任务列表:
A. 在关于王安石的引文中,曾巩把王安石写的文章推荐给了谁?
B. 请从关于王安石的引文中一字不改地抄出一段:从含有“王安石临川人,生性好读书,且”的词句开始,到“这样一来二去,王安石便得到了朝廷的重视。”结束。

王安石临川人,生性好读书,且过目不忘。每写文章便洋洋万言。他的好朋友,后来被列为“唐宋八大家”之一的曾巩便将他写的文章推荐给当时的文坛巨擘欧阳修。欧阳修看了王安石的文章,亦叹为奇才,并向朝廷推荐,遂使王安石“擢进士上第”。后授淮南判官,不久调任鄞县知县。王安石任一县之主,便在全县“起堤堰,决陂塘”,水陆两利,又把县库的粮食放贷给农民“立息令偿”。这样,国库中的粮食得到了“出陈纳新”,又方便了老百姓的生产和生活,一时“邑民称颂”。王安石本人也自谓才能足以治理天下,时人更是相率称颂。不久,朝廷调他为舒州通判。文彦博又极力保荐“乃诏试馆试”。王安石却不参加。欧阳修又推荐他为谏官,他又因祖母年高不便赴京为辞。偏那欧阳修又是个心地宽广、惜才爱才的人,就不断地向朝廷推荐他。欧阳修每推荐一次,王安石便推辞一次。这样一来二去,王安石便得到了朝廷的重视。
宋仁宗嘉佑三年,召他为三司度支判官,王安石总算入京就职。到京月余,即上万言书。大意是“法古变今,理财足用”等事,仁宗对此不置可否,但还是说他能写文章,命他“同修起居注”,未几又升任他为“知制诰”。上任便纠察首都刑狱,发现有斗鹌鹑的杀死对手一案,开封府已将杀人少年定为死罪。王安石在调查这一案时,了解到的案情是这样的:这一少年得了一个善斗的鹌鹑,他的好友听说想要了去。少年不同意,那好友竟然抢了去。少年追夺,竟将友人杀死,因此定为死罪。王安石阅罢案情,即在卷宗上批驳道:“该少年不与斗鹑,伊友擅自携去,是与盗无异。追杀是份内事,不得为罪。”王安石的这一结论无疑是正确的,但开封府不同意了,因为这是他们审结的案子,竟将此案送交刑部、大理寺“复按定刑”。两司都说开封府判得准确。按大宋法律,这事到此王安石应承认过失,并要向开封府承认不对。但他却坚持自己的意见,不承认有什么不对。他的这些言行,竟惹得御史上疏弹劾他,那奏章被中书省留下没有上报皇帝,此时王安石要求退休。恰好他的母亲病故。他便“丁艰”告假回了原籍。赵曙曾下诏召用他,他都“辞不就‘征’”。

已知信息:

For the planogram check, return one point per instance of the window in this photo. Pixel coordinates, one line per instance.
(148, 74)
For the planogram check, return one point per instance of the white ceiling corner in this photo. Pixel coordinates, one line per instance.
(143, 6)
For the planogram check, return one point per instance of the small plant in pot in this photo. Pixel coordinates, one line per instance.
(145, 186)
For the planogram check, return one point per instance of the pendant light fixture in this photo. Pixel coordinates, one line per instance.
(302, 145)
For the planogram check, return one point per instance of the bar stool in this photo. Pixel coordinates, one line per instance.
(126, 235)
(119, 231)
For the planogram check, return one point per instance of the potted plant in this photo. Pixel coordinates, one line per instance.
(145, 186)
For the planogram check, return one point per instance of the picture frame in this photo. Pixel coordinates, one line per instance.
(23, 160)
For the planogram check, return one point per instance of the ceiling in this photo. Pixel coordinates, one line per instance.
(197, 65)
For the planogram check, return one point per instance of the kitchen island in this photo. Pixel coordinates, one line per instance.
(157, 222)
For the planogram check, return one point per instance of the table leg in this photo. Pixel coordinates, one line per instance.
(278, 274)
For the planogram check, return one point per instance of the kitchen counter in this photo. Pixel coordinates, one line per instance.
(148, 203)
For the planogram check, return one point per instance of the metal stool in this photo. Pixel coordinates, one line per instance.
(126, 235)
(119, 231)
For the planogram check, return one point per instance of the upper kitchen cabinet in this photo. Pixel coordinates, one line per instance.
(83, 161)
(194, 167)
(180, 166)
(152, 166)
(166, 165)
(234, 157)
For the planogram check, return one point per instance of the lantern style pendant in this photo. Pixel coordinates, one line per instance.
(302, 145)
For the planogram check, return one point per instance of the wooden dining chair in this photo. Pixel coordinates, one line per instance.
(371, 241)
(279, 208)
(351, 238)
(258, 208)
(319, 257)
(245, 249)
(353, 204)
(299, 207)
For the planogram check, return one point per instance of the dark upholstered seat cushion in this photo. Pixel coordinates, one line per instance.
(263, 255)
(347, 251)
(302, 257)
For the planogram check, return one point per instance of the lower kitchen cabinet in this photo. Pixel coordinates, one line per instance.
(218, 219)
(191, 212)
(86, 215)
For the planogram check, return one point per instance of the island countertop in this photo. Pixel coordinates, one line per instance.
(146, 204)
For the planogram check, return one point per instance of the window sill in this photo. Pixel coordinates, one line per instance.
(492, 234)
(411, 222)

答案如下:
A. 欧阳修。

B.
王安石临川人,生性好读书,且过目不忘。每写文章便洋洋万言。他的好朋友,后来被列为“唐宋八大家”之一的曾巩便将他写的文章推荐给当时的文坛巨擘欧阳修。欧阳修看了王安石的文章,亦叹为奇才,并向朝廷推荐,遂使王安石“擢进士上第”。后授淮南判官,不久调任鄞县知县。王安石任一县之主,便在全县“起堤堰,决陂塘”,水陆两利,又把县库的粮食放贷给农民“立息令偿”。这样,国库中的粮食得到了“出陈纳新”,又方便了老百姓的生产和生活,一时“邑民称颂”。王安石本人也自谓才能足以治理天下,时人更是相率称颂。不久,朝廷调他为舒州通判。文彦博又极力保荐“乃诏试馆试”。王安石却不参加。欧阳修又推荐他为谏官,他又因祖母年高不便赴京为辞。偏那欧阳修又是个心地宽广、惜才爱才的人,就不断地向朝廷推荐他。欧阳修每推荐一次,王安石便推辞一次。这样一来二去,王安石便得到了朝廷的重视。